Top of Input
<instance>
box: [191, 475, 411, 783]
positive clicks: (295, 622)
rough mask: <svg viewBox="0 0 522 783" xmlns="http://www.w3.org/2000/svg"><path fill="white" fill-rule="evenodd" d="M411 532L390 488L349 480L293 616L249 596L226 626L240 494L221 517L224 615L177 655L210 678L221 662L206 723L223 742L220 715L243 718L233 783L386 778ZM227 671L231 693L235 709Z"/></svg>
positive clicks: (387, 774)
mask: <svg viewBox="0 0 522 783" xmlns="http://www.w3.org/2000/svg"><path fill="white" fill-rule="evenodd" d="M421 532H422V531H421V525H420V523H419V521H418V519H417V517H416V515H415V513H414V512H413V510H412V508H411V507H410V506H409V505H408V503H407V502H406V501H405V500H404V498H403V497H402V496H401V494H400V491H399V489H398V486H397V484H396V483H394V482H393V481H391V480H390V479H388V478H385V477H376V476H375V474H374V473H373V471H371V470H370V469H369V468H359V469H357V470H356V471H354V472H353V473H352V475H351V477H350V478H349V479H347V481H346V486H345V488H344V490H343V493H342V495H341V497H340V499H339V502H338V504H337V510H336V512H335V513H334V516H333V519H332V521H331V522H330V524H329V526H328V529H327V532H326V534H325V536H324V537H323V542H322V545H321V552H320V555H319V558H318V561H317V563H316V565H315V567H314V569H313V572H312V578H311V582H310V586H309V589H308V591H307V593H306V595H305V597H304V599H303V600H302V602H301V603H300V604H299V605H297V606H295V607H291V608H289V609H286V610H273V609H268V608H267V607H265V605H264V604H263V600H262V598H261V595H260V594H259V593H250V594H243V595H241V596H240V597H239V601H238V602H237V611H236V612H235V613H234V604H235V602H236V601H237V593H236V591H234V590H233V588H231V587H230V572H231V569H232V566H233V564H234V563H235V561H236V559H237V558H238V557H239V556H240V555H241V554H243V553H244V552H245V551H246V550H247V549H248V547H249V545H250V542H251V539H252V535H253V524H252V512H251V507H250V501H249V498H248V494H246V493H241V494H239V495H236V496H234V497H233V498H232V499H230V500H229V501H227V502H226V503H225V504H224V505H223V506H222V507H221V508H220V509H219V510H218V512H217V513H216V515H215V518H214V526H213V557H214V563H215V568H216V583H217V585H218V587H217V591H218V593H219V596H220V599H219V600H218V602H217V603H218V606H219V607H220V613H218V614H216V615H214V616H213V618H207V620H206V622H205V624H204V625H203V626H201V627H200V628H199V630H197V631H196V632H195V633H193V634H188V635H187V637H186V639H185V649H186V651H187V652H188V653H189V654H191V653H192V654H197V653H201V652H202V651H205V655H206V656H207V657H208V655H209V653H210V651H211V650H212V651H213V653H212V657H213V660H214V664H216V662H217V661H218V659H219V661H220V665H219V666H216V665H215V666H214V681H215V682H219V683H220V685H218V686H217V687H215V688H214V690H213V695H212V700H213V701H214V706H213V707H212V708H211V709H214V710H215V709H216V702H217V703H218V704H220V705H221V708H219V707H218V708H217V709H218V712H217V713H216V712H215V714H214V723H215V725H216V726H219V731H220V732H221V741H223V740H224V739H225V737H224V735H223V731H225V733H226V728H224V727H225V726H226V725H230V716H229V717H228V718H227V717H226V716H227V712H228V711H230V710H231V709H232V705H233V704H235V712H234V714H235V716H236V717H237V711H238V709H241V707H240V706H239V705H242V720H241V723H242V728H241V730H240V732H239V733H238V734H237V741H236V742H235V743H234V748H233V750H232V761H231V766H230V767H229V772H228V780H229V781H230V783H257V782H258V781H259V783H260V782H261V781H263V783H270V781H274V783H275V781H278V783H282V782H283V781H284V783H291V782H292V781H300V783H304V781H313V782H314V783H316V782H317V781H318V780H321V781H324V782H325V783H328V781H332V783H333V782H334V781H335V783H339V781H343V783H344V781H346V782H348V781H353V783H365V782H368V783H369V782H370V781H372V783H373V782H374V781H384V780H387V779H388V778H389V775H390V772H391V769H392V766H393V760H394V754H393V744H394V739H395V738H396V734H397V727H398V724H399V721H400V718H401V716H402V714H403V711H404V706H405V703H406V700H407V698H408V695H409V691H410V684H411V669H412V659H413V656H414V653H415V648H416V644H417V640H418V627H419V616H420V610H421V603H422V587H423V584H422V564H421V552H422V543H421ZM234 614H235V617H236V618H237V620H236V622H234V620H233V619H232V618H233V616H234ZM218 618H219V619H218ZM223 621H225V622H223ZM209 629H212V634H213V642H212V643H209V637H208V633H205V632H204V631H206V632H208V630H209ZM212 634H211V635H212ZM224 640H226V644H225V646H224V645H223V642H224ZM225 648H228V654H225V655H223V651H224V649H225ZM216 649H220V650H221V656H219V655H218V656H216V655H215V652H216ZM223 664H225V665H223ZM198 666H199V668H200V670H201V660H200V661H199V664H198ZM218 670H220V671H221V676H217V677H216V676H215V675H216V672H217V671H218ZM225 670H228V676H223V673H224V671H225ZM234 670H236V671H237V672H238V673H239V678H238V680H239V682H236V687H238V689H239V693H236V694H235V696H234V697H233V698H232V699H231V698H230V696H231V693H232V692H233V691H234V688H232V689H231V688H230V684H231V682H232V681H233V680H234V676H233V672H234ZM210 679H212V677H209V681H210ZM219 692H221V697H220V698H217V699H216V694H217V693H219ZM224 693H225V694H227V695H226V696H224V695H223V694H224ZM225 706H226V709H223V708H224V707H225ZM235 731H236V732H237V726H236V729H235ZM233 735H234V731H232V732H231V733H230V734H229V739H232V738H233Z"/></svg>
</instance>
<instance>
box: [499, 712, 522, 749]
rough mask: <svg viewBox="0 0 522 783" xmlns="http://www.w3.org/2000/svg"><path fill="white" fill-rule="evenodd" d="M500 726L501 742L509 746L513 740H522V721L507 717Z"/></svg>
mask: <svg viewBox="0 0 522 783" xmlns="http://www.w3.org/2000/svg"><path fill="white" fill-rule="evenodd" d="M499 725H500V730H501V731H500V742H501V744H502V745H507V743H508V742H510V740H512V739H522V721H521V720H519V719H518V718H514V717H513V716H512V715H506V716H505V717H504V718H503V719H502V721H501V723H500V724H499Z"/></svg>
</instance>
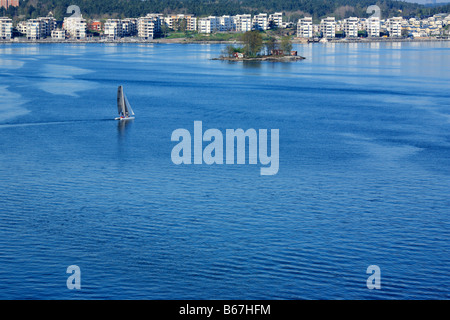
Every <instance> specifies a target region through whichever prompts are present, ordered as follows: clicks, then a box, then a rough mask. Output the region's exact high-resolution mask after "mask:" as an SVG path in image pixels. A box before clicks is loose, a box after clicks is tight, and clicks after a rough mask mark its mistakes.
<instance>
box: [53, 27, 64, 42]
mask: <svg viewBox="0 0 450 320" xmlns="http://www.w3.org/2000/svg"><path fill="white" fill-rule="evenodd" d="M51 37H52V39H55V40H64V39H66V30H61V29H55V30H52V34H51Z"/></svg>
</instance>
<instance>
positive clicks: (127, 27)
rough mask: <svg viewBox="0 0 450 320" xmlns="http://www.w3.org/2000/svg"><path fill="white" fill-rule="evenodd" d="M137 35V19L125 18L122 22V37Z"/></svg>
mask: <svg viewBox="0 0 450 320" xmlns="http://www.w3.org/2000/svg"><path fill="white" fill-rule="evenodd" d="M136 33H137V19H134V18H127V19H123V20H122V35H124V36H134V35H135V34H136Z"/></svg>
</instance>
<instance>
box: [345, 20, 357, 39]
mask: <svg viewBox="0 0 450 320" xmlns="http://www.w3.org/2000/svg"><path fill="white" fill-rule="evenodd" d="M358 22H359V19H358V18H356V17H350V18H347V19H345V20H344V32H345V36H346V37H347V38H356V37H358Z"/></svg>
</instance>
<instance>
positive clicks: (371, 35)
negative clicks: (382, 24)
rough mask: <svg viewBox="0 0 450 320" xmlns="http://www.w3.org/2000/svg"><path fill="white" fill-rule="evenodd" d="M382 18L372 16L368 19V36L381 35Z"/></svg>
mask: <svg viewBox="0 0 450 320" xmlns="http://www.w3.org/2000/svg"><path fill="white" fill-rule="evenodd" d="M380 28H381V24H380V18H378V17H370V18H368V19H367V27H366V30H367V36H368V37H379V36H380Z"/></svg>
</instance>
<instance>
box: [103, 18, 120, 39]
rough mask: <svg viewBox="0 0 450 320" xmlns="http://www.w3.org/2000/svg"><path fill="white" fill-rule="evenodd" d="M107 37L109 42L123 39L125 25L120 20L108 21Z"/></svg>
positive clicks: (113, 19)
mask: <svg viewBox="0 0 450 320" xmlns="http://www.w3.org/2000/svg"><path fill="white" fill-rule="evenodd" d="M104 34H105V36H106V37H107V38H108V39H109V40H115V39H119V38H122V37H123V24H122V21H121V20H120V19H108V20H106V22H105V32H104Z"/></svg>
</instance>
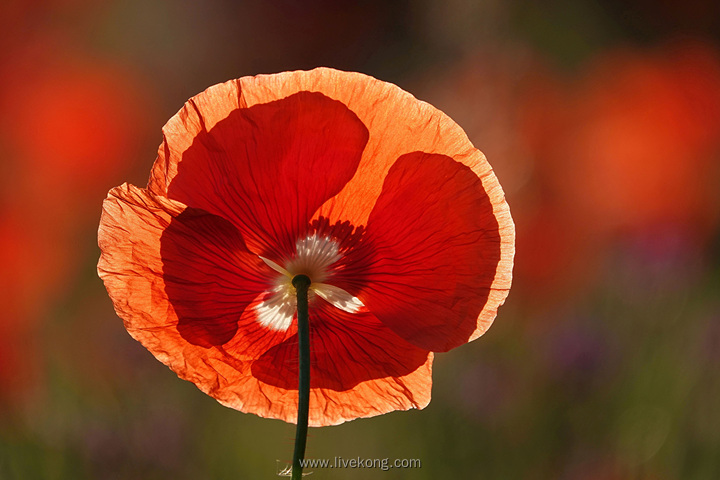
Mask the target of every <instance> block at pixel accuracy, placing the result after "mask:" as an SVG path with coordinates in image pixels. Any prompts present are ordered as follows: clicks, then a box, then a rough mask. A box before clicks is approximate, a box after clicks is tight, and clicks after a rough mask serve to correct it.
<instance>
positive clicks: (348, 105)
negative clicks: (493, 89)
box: [98, 68, 514, 426]
mask: <svg viewBox="0 0 720 480" xmlns="http://www.w3.org/2000/svg"><path fill="white" fill-rule="evenodd" d="M163 134H164V141H163V143H162V145H161V146H160V149H159V154H158V158H157V160H156V162H155V165H154V167H153V170H152V173H151V177H150V182H149V185H148V188H147V189H139V188H136V187H132V186H127V185H123V186H121V187H118V188H116V189H114V190H112V191H111V192H110V194H109V196H108V198H107V200H106V201H105V204H104V209H103V217H102V220H101V225H100V231H99V243H100V247H101V250H102V256H101V259H100V263H99V266H98V268H99V272H100V275H101V277H102V278H103V280H104V281H105V284H106V287H107V289H108V292H109V293H110V296H111V298H112V300H113V302H114V305H115V309H116V311H117V312H118V314H119V315H120V316H121V317H122V318H123V320H124V322H125V326H126V328H127V329H128V331H129V332H130V334H131V335H132V336H133V337H134V338H136V339H137V340H139V341H140V342H141V343H142V344H143V345H144V346H145V347H146V348H148V350H150V351H151V352H152V353H153V354H154V355H155V356H156V357H157V358H158V359H159V360H160V361H162V362H163V363H165V364H166V365H168V366H170V367H171V368H172V369H173V370H174V371H175V372H176V373H177V374H178V375H179V376H180V377H182V378H185V379H187V380H190V381H192V382H194V383H195V384H196V385H197V386H198V387H199V388H200V389H201V390H203V391H204V392H206V393H208V394H209V395H212V396H213V397H215V398H216V399H217V400H218V401H220V402H221V403H223V404H225V405H228V406H230V407H233V408H236V409H239V410H241V411H245V412H250V413H255V414H258V415H261V416H265V417H271V418H279V419H283V420H285V421H289V422H294V421H295V419H296V415H297V357H298V352H297V333H296V332H297V326H296V320H295V319H293V321H292V323H291V325H290V327H289V328H286V329H281V328H276V329H273V328H269V327H268V326H265V324H263V323H262V322H260V321H258V315H257V311H258V306H260V305H263V302H264V301H266V300H267V298H269V296H271V295H272V291H273V288H274V287H276V285H277V284H276V280H277V275H278V274H277V272H275V271H274V270H273V269H272V268H270V267H269V266H268V264H267V263H266V262H264V261H263V260H262V259H261V258H260V257H261V256H262V257H264V258H266V259H269V260H271V261H272V262H274V263H275V264H277V265H286V264H287V262H288V261H291V260H292V259H293V258H294V256H295V255H296V244H297V242H298V241H299V240H301V239H303V238H306V237H307V236H308V235H310V234H313V233H314V234H318V232H320V231H321V227H320V226H325V227H327V228H326V230H322V231H323V232H326V233H327V235H328V236H330V237H331V238H332V239H333V240H335V241H337V243H338V245H339V246H340V247H339V248H340V250H339V252H340V255H339V257H341V258H340V260H338V261H337V262H336V263H335V264H334V265H333V266H332V271H331V272H330V273H329V274H328V278H327V279H325V280H323V281H324V283H327V284H329V285H331V286H332V287H337V288H341V289H343V290H345V291H346V292H348V293H349V294H351V295H352V296H354V297H357V299H359V300H360V301H361V302H362V303H363V305H364V307H363V308H361V309H360V311H357V312H355V313H349V312H347V311H343V310H340V309H339V308H336V307H335V306H333V305H330V304H329V303H327V302H326V301H325V300H323V299H321V298H319V297H314V298H312V299H311V303H310V322H311V362H312V367H311V403H310V424H311V425H314V426H321V425H331V424H337V423H341V422H343V421H346V420H350V419H353V418H358V417H367V416H372V415H378V414H382V413H386V412H389V411H392V410H404V409H408V408H423V407H424V406H426V405H427V404H428V402H429V401H430V387H431V364H432V353H431V352H433V351H447V350H449V349H451V348H454V347H456V346H458V345H461V344H463V343H465V342H468V341H470V340H473V339H474V338H477V337H478V336H480V335H481V334H482V333H484V332H485V331H486V330H487V328H488V327H489V326H490V324H491V323H492V321H493V319H494V317H495V314H496V312H497V308H498V307H499V305H501V304H502V303H503V302H504V300H505V297H506V296H507V292H508V289H509V287H510V281H511V270H512V258H513V254H514V226H513V223H512V219H511V217H510V213H509V210H508V207H507V204H506V203H505V200H504V195H503V192H502V189H501V188H500V185H499V184H498V182H497V179H496V178H495V176H494V174H493V172H492V170H491V168H490V166H489V165H488V163H487V162H486V160H485V158H484V156H483V155H482V153H480V152H479V151H478V150H477V149H475V148H474V147H473V146H472V144H471V143H470V142H469V140H468V139H467V137H466V136H465V134H464V132H463V131H462V129H460V127H458V126H457V125H456V124H455V123H454V122H452V120H450V119H449V118H448V117H447V116H445V115H444V114H443V113H441V112H440V111H438V110H437V109H435V108H433V107H432V106H430V105H428V104H426V103H424V102H421V101H418V100H416V99H415V98H414V97H412V96H411V95H410V94H408V93H406V92H404V91H402V90H401V89H399V88H398V87H396V86H394V85H392V84H388V83H384V82H380V81H378V80H375V79H373V78H371V77H368V76H365V75H361V74H357V73H345V72H339V71H336V70H331V69H326V68H319V69H315V70H312V71H309V72H288V73H282V74H277V75H261V76H257V77H246V78H242V79H239V80H234V81H230V82H227V83H224V84H221V85H216V86H214V87H211V88H209V89H208V90H206V91H205V92H203V93H201V94H199V95H197V96H196V97H194V98H192V99H191V100H189V101H188V103H187V104H186V105H185V107H183V109H182V110H181V111H180V112H178V114H177V115H175V116H174V117H173V118H172V119H171V120H170V121H169V122H168V124H167V125H166V126H165V128H164V129H163ZM332 225H335V227H337V228H335V227H332ZM325 227H322V228H325ZM338 232H343V233H342V235H341V234H340V233H338ZM340 236H342V238H340ZM348 239H350V240H348Z"/></svg>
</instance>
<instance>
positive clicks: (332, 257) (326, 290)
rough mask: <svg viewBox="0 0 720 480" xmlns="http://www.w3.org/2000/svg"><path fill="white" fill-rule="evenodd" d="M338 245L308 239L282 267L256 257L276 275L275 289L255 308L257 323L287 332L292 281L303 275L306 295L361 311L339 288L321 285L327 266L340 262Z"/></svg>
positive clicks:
Bottom of Input
From the material above, return every line that contains "ordered".

Every <instance> specifies a target region through whichever prompts are present, ordered as follows: clicks, then a box, then a rough mask. Output the region's exact high-resolution mask after "mask:" as an SVG path in image pixels. A box before clicks is loose, a box after clicks is tight, and clicks after a rough mask mark its mistakes.
Mask the target of every <instance> block at pixel accuracy, placing the result after "mask:" as an SVG path with coordinates in image pixels. Any prompts present are ordered as follows: clicks, then a box, then a rough mask. A box before clicks is approximate, a box after clicks is tight, and clicks after a rough mask serve to correct it.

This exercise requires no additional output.